■ WHAT THE TASK ASKS: Make an exact copy of all the data.

===== RECORDS FOR PROCESSING

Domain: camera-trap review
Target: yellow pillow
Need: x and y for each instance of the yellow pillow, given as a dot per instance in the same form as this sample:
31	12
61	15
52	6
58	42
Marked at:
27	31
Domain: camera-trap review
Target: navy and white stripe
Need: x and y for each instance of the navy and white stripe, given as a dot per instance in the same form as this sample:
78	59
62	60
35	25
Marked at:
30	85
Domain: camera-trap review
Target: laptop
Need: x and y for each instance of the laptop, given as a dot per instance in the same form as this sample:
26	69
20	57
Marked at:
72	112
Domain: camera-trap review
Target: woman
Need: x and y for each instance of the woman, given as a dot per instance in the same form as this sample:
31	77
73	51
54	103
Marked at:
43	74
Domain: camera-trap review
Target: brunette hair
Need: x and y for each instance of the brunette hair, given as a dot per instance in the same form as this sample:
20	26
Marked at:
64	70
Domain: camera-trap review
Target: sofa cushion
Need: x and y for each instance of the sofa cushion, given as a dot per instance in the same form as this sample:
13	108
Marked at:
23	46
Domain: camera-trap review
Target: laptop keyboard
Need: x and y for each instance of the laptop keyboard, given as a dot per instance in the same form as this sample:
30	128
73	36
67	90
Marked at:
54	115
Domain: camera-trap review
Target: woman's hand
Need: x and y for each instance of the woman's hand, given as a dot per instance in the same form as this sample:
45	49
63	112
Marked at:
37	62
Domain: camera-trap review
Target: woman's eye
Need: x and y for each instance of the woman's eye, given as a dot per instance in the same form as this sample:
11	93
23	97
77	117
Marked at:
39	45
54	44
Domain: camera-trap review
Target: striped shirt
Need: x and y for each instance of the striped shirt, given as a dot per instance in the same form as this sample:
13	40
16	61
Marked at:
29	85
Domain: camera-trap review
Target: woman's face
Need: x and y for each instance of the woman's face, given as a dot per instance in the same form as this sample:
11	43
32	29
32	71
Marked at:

==========

■ SOLUTION TO THE EXERCISE:
Domain: camera-trap review
Target: yellow pillow
Need: x and y for each instance of the yellow pillow, given as a dot per instance in the same form as this sample:
31	12
61	15
52	6
58	42
Marked at:
27	31
Domain: camera-trap review
Target: navy and white stripe
Need: x and y for each instance of the navy and white stripe, given as a dot per instance in the same form as this sample:
78	59
62	60
35	25
Marked at:
30	85
Domain: camera-trap review
Target: laptop
Need: x and y for each instance of the laptop, given as a dot per instance in the same form as this sample:
26	69
20	57
Marked at:
72	112
Domain: camera-trap review
Target: woman
Need: x and y for each instance of the woman, given as a dot per instance in the same form as this sample:
31	77
73	51
54	103
Marked at:
43	74
Domain: camera-trap review
Target: brunette hair
Need: x and y for each instance of the brunette hair, given as a dot per instance in the same form as this sample:
20	26
Marked at:
64	70
Domain: camera-trap review
Target: sofa cushion
Need: x and y for each instance of the sofa cushion, given as a dot per instance in the same form as this sample:
13	108
Marked at:
23	46
Domain: camera-trap review
Target: laptop keyboard
Need: x and y for each instance of the laptop keyboard, given as a dot per instance in the same form as this sample:
30	128
73	36
67	90
Marked at:
54	115
Domain: camera-trap review
Target: woman's hand
Need: x and y for each instance of the woman's hand, given as a dot per instance in the same form as this sample:
45	49
63	112
Marked at:
37	62
Domain: camera-trap review
Target: woman's eye
Need: x and y for each instance of the woman's eye, given as a dot per instance in the same form as this sample:
11	93
23	97
77	117
Marked at:
39	45
54	44
Domain: camera-trap review
Target: striped shirt
Need: x and y for each instance of the striped shirt, given as a dot per instance in the same form as this sample:
13	40
16	61
Marked at:
29	85
Domain: camera-trap review
Target: woman's face
Need: x and y for each instance of the woman's face, given as a dot per instance in the same form as this sample:
11	43
32	29
32	71
Marked at:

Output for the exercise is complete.